>> BEGIN Selected excerpt

Now your input: did you PLAN binges?
Em
I used to plan a binge almost every weekend. I still remember the anticipation…and how awful I felt after. So glad I don’t do that any more!
Lisa Eirene
I’m glad you don’t do that anymore either!
evilcyber
Isn’t it funny that the “not doing it in front of others” is remarkably similar to what substance addicts sometimes feel?
I once read that if you feel have to hide your drinking from others, for example, it can be a sign of developing an alcohol problem. Could that be applied here as well?
Lisa Eirene
You make a good point and I TOTALLY agree. The shame, the embarrassment, knowing that it’s not the right thing to do and wanting to hide it is definitely a sign that it’s an addiction.

>> END Selected excerpt

**Given request 1:** Write out the lines of the listing verbatim, beginning with the line that contains "frame. Return only the coordinates." and continuing through the last line of the listing.
The comment thread and the listing are unrelated to each other.

>> BEGIN Data section

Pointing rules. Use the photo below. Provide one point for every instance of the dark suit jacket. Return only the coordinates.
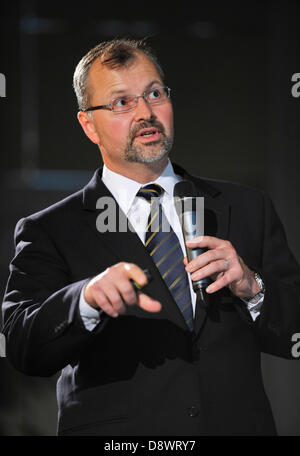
(144, 373)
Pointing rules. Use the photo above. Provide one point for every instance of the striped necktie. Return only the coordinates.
(165, 250)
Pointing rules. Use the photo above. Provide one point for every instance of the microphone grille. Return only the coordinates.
(185, 189)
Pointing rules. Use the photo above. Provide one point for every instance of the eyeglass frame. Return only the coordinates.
(109, 106)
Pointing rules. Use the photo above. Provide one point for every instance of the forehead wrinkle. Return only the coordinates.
(100, 70)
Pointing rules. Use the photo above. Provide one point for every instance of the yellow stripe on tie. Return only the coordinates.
(152, 220)
(181, 293)
(151, 237)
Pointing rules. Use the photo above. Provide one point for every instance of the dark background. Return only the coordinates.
(229, 65)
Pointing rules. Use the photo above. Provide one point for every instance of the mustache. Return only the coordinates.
(146, 124)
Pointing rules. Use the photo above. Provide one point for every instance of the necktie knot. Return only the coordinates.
(150, 191)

>> END Data section

**Given request 2:**
Answer these questions about the comment thread on planning binges:
(a) How often did Em once plan a binge?
(b) What did evilcyber read could be a sign of developing an alcohol problem?
(c) According to Lisa Eirene, what is definitely a sign of an addiction?

**Full solution 1:**
Pointing rules. Use the photo above. Provide one point for every instance of the eyeglass frame. Return only the coordinates.
(109, 106)
Pointing rules. Use the photo above. Provide one point for every instance of the forehead wrinkle. Return only the coordinates.
(100, 70)
Pointing rules. Use the photo above. Provide one point for every instance of the yellow stripe on tie. Return only the coordinates.
(152, 220)
(181, 293)
(151, 237)
Pointing rules. Use the photo above. Provide one point for every instance of the dark background. Return only the coordinates.
(229, 65)
Pointing rules. Use the photo above. Provide one point for every instance of the mustache. Return only the coordinates.
(146, 124)
Pointing rules. Use the photo above. Provide one point for every instance of the necktie knot. Return only the coordinates.
(150, 191)

**Full solution 2:**
(a) Almost every weekend.
(b) Feeling you have to hide your drinking from others.
(c) The shame, the embarrassment, knowing that it's not the right thing to do, and wanting to hide it.